Collection entries:
--*--

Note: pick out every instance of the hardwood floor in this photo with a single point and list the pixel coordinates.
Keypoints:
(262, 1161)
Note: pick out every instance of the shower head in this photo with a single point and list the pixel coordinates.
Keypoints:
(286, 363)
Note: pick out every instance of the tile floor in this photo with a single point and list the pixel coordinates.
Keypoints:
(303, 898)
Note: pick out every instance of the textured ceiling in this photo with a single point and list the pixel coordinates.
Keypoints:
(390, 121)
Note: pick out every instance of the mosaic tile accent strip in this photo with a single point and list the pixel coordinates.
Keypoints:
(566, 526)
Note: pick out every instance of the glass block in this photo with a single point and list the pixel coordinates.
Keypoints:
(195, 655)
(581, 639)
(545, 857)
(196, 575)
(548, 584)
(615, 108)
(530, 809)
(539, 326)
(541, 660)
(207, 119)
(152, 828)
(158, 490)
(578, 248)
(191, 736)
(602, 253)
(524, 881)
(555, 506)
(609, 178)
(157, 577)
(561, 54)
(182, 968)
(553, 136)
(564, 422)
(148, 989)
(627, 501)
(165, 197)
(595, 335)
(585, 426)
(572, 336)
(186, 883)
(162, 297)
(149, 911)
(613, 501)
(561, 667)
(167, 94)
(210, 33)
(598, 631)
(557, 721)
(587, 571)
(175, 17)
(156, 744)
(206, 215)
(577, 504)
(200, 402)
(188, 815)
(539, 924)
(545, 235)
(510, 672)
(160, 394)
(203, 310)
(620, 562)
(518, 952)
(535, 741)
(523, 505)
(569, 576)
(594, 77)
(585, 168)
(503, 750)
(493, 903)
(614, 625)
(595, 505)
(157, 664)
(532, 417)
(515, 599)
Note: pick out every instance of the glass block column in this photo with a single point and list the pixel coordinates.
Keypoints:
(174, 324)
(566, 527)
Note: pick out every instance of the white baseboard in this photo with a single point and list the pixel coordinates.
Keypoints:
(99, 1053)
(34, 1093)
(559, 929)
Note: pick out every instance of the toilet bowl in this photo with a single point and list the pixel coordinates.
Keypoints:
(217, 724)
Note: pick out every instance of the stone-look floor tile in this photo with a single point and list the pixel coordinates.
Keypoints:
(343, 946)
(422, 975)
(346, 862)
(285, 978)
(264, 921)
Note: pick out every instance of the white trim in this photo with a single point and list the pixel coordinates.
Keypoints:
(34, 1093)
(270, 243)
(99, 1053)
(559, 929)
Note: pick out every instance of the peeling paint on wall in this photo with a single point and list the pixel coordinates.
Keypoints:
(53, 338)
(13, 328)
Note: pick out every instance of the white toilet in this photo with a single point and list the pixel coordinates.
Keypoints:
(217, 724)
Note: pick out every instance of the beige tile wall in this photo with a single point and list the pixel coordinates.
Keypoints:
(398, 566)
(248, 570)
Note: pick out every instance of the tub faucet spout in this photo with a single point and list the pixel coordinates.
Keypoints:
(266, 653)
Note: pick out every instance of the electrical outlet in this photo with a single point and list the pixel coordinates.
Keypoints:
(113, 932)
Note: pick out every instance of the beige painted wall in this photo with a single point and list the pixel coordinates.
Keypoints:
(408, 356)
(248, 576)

--*--

__EXERCISE BRIEF__. The lines above that hold the string "toilet" are to be located and copied.

__EXERCISE OUTPUT__.
Note: pick out every instance of the toilet bowl in this photo with a single point and list the pixel coordinates.
Note: pick out every instance of the white toilet in this photo with a single point and list the pixel coordinates.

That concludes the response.